実施課題 ▸ 次に示す相澤中佐の公判をめぐる抜粋を、全文にわたり一字一句変えずに繰り返してください。

抜粋 ▸
□ □ □ □
而して其の後、歩兵第一旅團長佐藤正三郎少將以下が夫々 判士長、判士に任命せられ、
辯護人は鵜澤聡明博士、特別弁護人として陸軍大學教官満井佐吉中佐と決定した。
一方、本事件發生の當初より一部に於ては所謂怪文書の頒布によりて、相澤中佐の行爲を激賞し
單なる私憤私慾に發したるものにあらず。
眞に天誅とも稱すべき事件にして已むに已まれぬ大和魂の流露である。
等と稱しつつあつたが、
公判期日の切迫と共に、西田税 及直心道場の一派にあつては愈々其の立場を明かにして
「 國體明徴--肅軍--維新革命 」 は正しく三位一體にして、相澤中佐蹶起の眞因亦茲にあり。
從って 「 超法律的の團體、超法律的維新に殉ずるものの受くる所、又同様超法律的でなければならぬ 」
と強調するに至り、左記文章等によつて他の革新團體に飛檄し、
公判公開の要請及減刑運動を慫慂し、以て昭和維新達成の機運醸成に努めた。
・
左記
國體明徴と肅軍と維新とは三位一體なり。
國體明徴が單なる學説竝學説信奉者の排撃に止まるべからず、
諸制百般に歪曲埋没せられたる國體實相の開顯、
而して此の維新せられたる皇國態勢を以てする全世界への皇道宣布ならざるべからざる以上、
國内に於て反國體の現狀を維持せんとする勢力 ( 機關説擁護=資本主義維持=法律至上主義=個人主義自由主義 )
□ □ □ □
提供資料 ▸
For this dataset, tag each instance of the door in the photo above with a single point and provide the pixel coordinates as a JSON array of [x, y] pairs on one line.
□ □ □ □
完了課題 ▸
而して其の後、歩兵第一旅團長佐藤正三郎少將以下が夫々 判士長、判士に任命せられ、
辯護人は鵜澤聡明博士、特別弁護人として陸軍大學教官満井佐吉中佐と決定した。
一方、本事件發生の當初より一部に於ては所謂怪文書の頒布によりて、相澤中佐の行爲を激賞し
單なる私憤私慾に發したるものにあらず。
眞に天誅とも稱すべき事件にして已むに已まれぬ大和魂の流露である。
等と稱しつつあつたが、
公判期日の切迫と共に、西田税 及直心道場の一派にあつては愈々其の立場を明かにして
「 國體明徴--肅軍--維新革命 」 は正しく三位一體にして、相澤中佐蹶起の眞因亦茲にあり。
從って 「 超法律的の團體、超法律的維新に殉ずるものの受くる所、又同様超法律的でなければならぬ 」
と強調するに至り、左記文章等によつて他の革新團體に飛檄し、
公判公開の要請及減刑運動を慫慂し、以て昭和維新達成の機運醸成に努めた。
・
左記
國體明徴と肅軍と維新とは三位一體なり。
國體明徴が單なる學説竝學説信奉者の排撃に止まるべからず、
諸制百般に歪曲埋没せられたる國體實相の開顯、
而して此の維新せられたる皇國態勢を以てする全世界への皇道宣布ならざるべからざる以上、
國内に於て反國體の現狀を維持せんとする勢力 ( 機關説擁護=資本主義維持=法律至上主義=個人主義自由主義 )